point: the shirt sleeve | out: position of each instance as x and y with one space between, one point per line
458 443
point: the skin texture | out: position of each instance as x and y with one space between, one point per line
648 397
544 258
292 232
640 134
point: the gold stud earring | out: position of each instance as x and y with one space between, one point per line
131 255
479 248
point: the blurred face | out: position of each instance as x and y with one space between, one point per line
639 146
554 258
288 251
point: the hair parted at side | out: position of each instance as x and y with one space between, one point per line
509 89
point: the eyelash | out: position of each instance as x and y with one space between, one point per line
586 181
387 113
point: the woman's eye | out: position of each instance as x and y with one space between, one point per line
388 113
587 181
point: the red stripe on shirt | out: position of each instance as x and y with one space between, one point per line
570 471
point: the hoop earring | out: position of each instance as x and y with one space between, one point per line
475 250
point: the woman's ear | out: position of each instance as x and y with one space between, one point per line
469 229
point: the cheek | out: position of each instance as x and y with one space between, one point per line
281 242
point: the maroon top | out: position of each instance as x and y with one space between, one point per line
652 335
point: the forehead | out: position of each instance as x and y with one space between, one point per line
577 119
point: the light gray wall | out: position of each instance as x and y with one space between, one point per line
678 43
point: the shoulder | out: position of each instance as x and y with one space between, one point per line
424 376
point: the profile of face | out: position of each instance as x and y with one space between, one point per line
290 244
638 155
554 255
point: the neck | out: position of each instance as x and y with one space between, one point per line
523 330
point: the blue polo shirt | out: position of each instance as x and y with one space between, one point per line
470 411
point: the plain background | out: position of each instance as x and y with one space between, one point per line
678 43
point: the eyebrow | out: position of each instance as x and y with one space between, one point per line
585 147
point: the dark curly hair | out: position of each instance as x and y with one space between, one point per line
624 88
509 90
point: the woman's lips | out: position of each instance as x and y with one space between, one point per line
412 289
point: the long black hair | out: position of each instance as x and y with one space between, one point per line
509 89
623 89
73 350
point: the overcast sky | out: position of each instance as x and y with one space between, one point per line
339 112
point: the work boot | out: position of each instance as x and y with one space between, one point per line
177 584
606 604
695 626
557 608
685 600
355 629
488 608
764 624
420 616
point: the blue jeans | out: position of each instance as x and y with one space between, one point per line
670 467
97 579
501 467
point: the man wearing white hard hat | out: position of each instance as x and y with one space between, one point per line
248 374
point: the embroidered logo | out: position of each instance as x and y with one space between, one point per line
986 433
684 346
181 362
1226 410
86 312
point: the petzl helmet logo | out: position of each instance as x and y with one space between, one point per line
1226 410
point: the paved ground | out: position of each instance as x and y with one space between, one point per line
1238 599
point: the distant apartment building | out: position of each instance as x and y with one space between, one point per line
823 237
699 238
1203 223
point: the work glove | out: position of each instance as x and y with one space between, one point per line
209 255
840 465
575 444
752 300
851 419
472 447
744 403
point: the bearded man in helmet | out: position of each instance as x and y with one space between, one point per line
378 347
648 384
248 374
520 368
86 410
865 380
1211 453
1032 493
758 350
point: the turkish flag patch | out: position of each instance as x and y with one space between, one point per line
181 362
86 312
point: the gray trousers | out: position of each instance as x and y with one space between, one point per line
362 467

▸ **INSTRUCTIONS TO FOLLOW**
Number the lines from the one containing "point: the long" down to the end of the entries above, presenting them as a numbered list with any blank lines omitted.

▸ **REPLY TO THE TASK**
1. point: the long black hair | out: position of each instance as x and y with one space between, one point per line
2. 509 89
3. 623 89
4. 73 350
5. point: the overcast sky | out: position of each instance as x and y with one space between, one point per line
6. 339 112
7. point: the work boot | out: position of each instance as x and y with one space between, one point per line
8. 177 584
9. 606 604
10. 695 626
11. 557 608
12. 685 600
13. 355 629
14. 488 608
15. 764 624
16. 420 616
17. point: the blue jeans | out: position of each instance as x and y with one space between, one point per line
18. 670 467
19. 97 579
20. 501 467
21. point: the man wearing white hard hat | out: position of each instance as x and y with one space between, one point per line
22. 248 374
23. point: the embroidered logo | out: position of each instance as x and y with one space between, one point per line
24. 986 433
25. 684 346
26. 181 362
27. 1226 410
28. 86 312
29. point: the petzl helmet logo | out: position of each instance as x and y with one space between, one point per line
30. 1226 410
31. point: the paved ground | out: position of each instance as x and y with one space between, one point per line
32. 1238 599
33. point: the distant apartment building | out: position of each instance as x and y with one space between, one point per line
34. 823 237
35. 699 238
36. 1203 223
37. point: the work glove | out: position of each instance as x and y with one space between, one point per line
38. 209 255
39. 840 465
40. 575 444
41. 752 300
42. 851 419
43. 472 447
44. 744 403
45. point: the bearded man in helmet | out: position of each instance as x and y with one space between, one point per line
46. 378 347
47. 648 384
48. 248 374
49. 520 368
50. 86 410
51. 865 380
52. 1211 453
53. 1032 493
54. 758 350
55. point: the turkish flag patch | out: position of each instance as x and y with one space between, one point per line
56. 181 362
57. 86 312
58. point: the gray trousers | out: position of each instance as x and y with one space between, one point per line
59. 362 467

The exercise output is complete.